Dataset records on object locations
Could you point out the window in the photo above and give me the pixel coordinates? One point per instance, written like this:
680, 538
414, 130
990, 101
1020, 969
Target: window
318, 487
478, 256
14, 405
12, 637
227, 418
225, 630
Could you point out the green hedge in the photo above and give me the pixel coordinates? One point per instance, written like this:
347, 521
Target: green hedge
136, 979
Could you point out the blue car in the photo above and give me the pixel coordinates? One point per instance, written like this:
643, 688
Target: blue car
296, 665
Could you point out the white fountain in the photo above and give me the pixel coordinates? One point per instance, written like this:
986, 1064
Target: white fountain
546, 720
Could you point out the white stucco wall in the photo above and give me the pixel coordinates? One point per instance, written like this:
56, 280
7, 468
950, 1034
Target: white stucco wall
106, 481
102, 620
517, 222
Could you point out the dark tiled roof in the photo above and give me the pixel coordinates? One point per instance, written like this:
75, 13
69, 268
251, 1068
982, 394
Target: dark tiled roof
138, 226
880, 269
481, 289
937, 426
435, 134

* * *

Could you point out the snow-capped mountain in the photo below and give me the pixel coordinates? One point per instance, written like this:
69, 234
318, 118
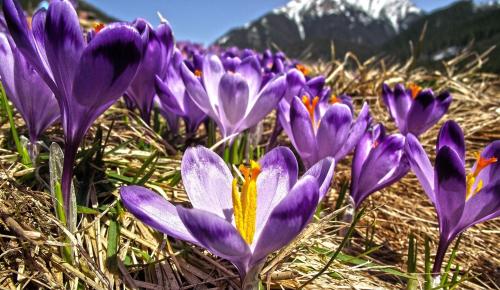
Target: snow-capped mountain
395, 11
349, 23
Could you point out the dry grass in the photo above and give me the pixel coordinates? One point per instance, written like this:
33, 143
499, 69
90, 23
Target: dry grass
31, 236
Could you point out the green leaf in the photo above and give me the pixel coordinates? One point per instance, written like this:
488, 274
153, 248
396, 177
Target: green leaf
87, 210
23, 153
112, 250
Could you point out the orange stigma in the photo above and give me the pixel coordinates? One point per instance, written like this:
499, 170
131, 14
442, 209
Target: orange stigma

- EXERCISE DIRECTIONS -
Identify each line in the items above that contains the string "stigma", and copy each of those lines in full. Letter case must match.

- RESULT OF THIS TASK -
Could you point out the orange stigma in the photo above and give me the pixel coordinates? One point per instance, written like this:
Target: orange stigma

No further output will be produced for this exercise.